** start **

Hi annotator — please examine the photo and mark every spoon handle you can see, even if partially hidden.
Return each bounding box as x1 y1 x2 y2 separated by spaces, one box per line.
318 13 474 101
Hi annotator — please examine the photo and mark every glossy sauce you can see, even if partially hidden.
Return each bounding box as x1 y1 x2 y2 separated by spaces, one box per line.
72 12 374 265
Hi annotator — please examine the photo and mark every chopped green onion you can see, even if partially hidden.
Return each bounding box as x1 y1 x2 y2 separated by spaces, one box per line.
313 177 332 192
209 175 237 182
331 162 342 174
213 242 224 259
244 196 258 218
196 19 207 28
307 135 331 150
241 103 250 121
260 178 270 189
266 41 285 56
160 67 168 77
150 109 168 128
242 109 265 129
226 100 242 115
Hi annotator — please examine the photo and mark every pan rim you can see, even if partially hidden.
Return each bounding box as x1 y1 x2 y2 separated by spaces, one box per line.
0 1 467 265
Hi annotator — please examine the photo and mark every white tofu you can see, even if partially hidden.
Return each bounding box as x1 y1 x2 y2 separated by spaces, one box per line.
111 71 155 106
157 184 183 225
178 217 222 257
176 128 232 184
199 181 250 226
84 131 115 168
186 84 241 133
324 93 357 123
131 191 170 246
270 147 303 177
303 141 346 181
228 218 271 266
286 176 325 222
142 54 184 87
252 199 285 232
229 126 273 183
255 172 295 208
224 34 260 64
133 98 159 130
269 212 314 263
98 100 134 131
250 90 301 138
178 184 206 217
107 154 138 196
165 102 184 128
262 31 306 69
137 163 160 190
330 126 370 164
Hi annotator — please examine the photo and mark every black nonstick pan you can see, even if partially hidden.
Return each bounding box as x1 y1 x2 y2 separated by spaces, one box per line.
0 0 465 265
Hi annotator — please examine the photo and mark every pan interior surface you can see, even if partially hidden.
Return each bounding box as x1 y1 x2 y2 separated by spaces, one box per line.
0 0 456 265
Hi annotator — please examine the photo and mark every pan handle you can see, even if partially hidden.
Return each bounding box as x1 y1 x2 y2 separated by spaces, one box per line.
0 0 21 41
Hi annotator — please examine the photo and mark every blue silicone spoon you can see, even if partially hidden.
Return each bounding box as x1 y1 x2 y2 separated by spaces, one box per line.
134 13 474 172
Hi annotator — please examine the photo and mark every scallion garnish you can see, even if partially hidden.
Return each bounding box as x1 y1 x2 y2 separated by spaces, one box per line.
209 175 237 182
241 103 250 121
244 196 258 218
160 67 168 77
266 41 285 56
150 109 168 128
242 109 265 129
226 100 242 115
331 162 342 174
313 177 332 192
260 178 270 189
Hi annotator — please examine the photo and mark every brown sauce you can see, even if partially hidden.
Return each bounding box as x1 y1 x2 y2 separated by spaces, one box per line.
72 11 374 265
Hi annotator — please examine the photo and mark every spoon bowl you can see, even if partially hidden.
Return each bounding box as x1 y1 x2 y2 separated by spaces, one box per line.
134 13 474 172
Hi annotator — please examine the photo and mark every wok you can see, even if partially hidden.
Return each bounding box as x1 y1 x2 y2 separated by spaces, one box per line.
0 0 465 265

** end **

**INSTRUCTIONS FOR THE TASK**
Rewrite the rows from the line containing "Hi annotator — please examine the photo and mark every blue" through the end of the rows, inclusive, changing "spoon" to "ladle" and leaving everything else unchanged. Give only those lines.

**OUTPUT FOR THIS TASK**
Hi annotator — please examine the photo and mark every blue silicone ladle you can see, even if partially hidden.
Return each bounding box as x1 y1 x2 y2 separated by spaces, one box per line.
134 13 474 172
Hi annotator — please examine the photo and mark every scallion garnish you can see, even if partially hidden.
Return each bounding box as x1 y1 x2 y2 separated by spaces, one box per line.
209 175 237 182
241 103 250 121
244 196 258 218
160 67 168 77
266 41 285 56
150 109 168 128
242 109 265 129
226 100 242 115
331 162 342 174
313 177 332 192
260 178 270 189
Hi annotator — please examine the photo and mark every brown sauce you can see, even if partially hidden.
Return each bounding box as x1 y1 x2 y2 separated by spaces, one box per line.
72 11 374 265
Hi annotator — please examine the photo and mark every ladle bowl you can see, even if partially hidden.
Return each bounding box as x1 y1 x2 y2 separated by spaces, one box per line.
134 13 474 172
Hi annotator — please examine the photo and mark every wok you can see, even if partially hidden.
Return each bounding box as x1 y1 x2 y2 separated by spaces, one box per line.
0 0 465 265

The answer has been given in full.